## Selected text
The Marlins Had a Good Week

The NL East is experiencing quite the arms race. The Braves have already signed two catchers, multiple relievers, and most recently, brought lefty Cole Hamels into the fold to add to their rotation. The Phillies, meanwhile, added Zack Wheeler on Wednesday in the largest free agent signing of the offseason to date. The Nationals and Mets have been relatively idle, though I’d expect both teams to make some noise before the offseason is over.

The division is a weird one. As of today, those four NL East teams include the representation of the reigning World Series champions, the back-to-back division winners, the best starting rotation in baseball (at the moment), and the team that has shown the most willingness to spend money on large contracts in each of the past two offseasons.

All of this, of course, excludes the Marlins, who are in the midst of a rebuild after finishing with the worst record in the National League. In the two full seasons since Derek Jeter took control as the team’s chief executive, the Marlins have lost 203 games, with the hope that a full teardown will lead to winning at some point in the near or distant future.

It’s a story we’ve heard all too often: the idea that tearing the team to shreds will lead to results in the future. In the meantime, the team maximizes its profits and demonstrates contempt for actually winning baseball games.

But, at least so far, the Marlins have taken a different approach. Rather than sit back and view the offseason from afar, as many other organizations seemingly do, they’ve been active. On Monday, the Marlins completely retooled half of their infield, claiming Jesús Aguilar off of waivers from the Rays and trading for Jonathan Villar from the Orioles. Both Aguilar and Villar carry considerable upside, and these are the types of players that a rebuilding team like the Marlins should be acquiring.

Aguilar was excellent at the plate with the Brewers in 2018, producing at a .274/.352/.539 clip with 35 homers and a 134 wRC+. He was about league-average defensively, too, and this combination resulted in a 3.1-WAR season. The results weren’t nearly the same in 2019, however, with his wRC+ dipping to 88, due mainly to a free-fall in his power hitting. The Rays picked him up about halfway through the season, and he hit better, but even then, his 101 wRC+ over his final 107 plate appearances was a far cry from the 2018 production.

Villar, on the other hand, experienced the best season of his career in 2019. Playing every game, he amassed 714 plate appearances and hit well, slashing .274/.339/.453 with 24 homers and a 107 wRC+. Villar’s speed and instincts made him the best baserunner in the league; he stole 40 bases and took the extra base 61% of the time. His defense wasn’t great, but it didn’t impact him too much — he produced 4.0 WAR, a bright spot for an Orioles team that was historically bad.

The Marlins know that it is hard to expect another 3-WAR season from Aguilar or another 4-WAR season from Villar. Steamer has relatively conservative 2020 projections for both — 0.8 WAR from Aguilar and 1.8 WAR from Villar. But there is considerable upside for both players to be worth more than that, and the Marlins know this. That’s why they made both of those moves in the first place.

The cost to bring Aguilar aboard will only be his contract as a first-time arbitration eligible player. For Villar, it will be his arbitration contract plus minor league lefty Easton Lucas, whom they traded to Baltimore to complete the deal.

## Directive 1
In the baseball article, who did the Marlins trade to Baltimore to complete the Villar deal?

## Stored dataset items
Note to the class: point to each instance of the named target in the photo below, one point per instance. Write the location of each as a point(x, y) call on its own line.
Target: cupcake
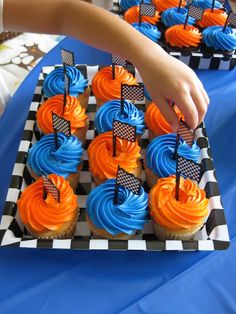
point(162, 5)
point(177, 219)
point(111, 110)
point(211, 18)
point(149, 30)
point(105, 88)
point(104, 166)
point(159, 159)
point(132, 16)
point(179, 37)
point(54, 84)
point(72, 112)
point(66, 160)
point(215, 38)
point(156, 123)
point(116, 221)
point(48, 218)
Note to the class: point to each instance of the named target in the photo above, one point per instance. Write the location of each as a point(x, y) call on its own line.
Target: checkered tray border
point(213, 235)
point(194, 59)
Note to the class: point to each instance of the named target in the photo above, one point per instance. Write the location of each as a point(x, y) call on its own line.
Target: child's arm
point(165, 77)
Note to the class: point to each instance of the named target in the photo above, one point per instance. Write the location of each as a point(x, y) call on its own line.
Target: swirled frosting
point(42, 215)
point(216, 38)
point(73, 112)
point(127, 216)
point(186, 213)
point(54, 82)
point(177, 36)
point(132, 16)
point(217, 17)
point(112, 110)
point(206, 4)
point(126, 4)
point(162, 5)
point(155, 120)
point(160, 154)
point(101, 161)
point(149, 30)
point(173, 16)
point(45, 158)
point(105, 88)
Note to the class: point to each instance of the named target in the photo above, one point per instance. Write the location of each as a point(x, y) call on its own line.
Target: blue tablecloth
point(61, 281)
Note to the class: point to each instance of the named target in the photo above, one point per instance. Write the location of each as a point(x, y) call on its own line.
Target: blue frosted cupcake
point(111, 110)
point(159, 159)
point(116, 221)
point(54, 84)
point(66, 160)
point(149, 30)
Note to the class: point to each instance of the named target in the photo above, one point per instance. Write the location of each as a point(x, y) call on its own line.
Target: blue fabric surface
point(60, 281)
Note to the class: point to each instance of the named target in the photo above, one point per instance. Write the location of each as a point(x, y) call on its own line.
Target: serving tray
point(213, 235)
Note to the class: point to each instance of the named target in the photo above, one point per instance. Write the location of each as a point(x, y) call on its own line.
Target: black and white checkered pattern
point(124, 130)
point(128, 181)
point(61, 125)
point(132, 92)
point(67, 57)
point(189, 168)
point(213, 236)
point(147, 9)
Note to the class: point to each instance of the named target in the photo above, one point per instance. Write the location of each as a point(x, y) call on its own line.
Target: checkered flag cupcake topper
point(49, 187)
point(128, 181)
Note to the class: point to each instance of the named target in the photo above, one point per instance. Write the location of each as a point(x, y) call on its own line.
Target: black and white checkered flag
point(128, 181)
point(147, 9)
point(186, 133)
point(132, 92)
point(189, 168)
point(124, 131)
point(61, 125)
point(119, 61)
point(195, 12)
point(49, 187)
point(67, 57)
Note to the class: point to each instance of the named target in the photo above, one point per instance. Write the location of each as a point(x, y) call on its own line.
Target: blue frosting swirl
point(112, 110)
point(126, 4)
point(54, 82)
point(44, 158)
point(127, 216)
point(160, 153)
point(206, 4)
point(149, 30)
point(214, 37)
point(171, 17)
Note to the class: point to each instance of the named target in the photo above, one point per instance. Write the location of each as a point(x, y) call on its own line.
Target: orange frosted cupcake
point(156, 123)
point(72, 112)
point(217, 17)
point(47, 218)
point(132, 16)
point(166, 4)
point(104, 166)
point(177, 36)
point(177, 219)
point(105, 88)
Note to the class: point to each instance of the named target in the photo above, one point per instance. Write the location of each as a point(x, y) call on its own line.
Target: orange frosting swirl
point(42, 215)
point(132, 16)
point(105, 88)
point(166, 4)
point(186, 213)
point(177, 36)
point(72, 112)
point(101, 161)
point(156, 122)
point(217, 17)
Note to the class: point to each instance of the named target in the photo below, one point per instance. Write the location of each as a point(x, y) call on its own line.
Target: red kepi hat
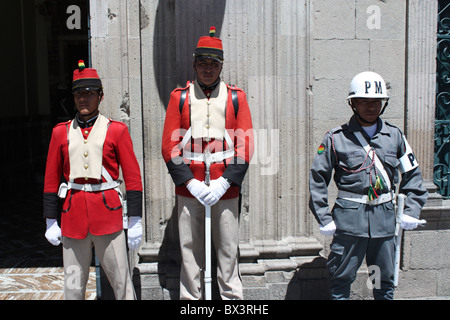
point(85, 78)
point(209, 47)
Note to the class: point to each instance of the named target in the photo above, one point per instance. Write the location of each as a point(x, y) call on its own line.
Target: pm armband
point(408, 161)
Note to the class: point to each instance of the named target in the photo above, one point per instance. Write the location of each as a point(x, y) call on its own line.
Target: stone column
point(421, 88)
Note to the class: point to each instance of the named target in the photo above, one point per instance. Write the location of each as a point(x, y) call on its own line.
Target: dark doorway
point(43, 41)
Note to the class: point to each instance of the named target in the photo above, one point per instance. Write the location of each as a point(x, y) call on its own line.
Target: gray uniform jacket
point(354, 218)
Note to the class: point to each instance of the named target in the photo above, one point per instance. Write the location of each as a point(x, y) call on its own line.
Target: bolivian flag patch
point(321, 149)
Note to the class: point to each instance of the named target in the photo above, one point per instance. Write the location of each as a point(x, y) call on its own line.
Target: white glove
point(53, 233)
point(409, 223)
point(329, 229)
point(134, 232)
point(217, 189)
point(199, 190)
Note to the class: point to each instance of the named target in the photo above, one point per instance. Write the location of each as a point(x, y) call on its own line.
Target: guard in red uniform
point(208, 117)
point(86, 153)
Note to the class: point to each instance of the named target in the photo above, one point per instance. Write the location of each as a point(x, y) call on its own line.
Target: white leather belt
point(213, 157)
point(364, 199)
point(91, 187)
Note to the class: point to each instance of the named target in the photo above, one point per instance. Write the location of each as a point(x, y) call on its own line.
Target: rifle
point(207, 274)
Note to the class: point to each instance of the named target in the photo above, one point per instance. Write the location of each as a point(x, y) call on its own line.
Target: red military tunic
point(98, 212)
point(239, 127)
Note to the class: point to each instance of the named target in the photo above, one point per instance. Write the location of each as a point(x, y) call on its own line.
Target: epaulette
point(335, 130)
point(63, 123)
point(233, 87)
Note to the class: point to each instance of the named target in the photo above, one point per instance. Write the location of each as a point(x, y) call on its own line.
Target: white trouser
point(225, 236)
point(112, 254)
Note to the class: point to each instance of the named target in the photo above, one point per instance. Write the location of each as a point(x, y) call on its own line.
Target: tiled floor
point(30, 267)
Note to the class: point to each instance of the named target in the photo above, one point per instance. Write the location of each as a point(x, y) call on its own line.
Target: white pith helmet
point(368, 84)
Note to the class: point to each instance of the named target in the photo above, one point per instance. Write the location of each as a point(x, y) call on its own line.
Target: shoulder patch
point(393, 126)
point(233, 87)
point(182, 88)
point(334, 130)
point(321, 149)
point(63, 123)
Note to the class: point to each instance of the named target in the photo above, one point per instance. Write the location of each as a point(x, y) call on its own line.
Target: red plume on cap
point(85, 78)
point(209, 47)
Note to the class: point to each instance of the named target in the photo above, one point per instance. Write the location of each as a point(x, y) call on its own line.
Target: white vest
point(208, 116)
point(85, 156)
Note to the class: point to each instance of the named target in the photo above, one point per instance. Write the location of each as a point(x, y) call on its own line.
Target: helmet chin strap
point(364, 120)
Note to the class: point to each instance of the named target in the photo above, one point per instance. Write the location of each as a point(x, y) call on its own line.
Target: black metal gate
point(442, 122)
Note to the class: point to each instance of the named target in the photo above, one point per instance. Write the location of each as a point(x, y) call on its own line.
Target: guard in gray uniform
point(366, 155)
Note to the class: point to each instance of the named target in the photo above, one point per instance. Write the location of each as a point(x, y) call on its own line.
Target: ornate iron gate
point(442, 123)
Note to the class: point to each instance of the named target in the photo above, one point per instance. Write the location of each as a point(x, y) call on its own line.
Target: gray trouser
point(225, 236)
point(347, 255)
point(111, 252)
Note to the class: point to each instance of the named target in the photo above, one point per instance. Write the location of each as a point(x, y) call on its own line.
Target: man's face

## Directive 2
Gather every line of the records that contains the string "helmet", treating uppercase and lowercase as different.

## Exercise output 1
Minor league lefty Easton Lucas.

## Exercise output 2
Target: white pith helmet
Target: helmet chin strap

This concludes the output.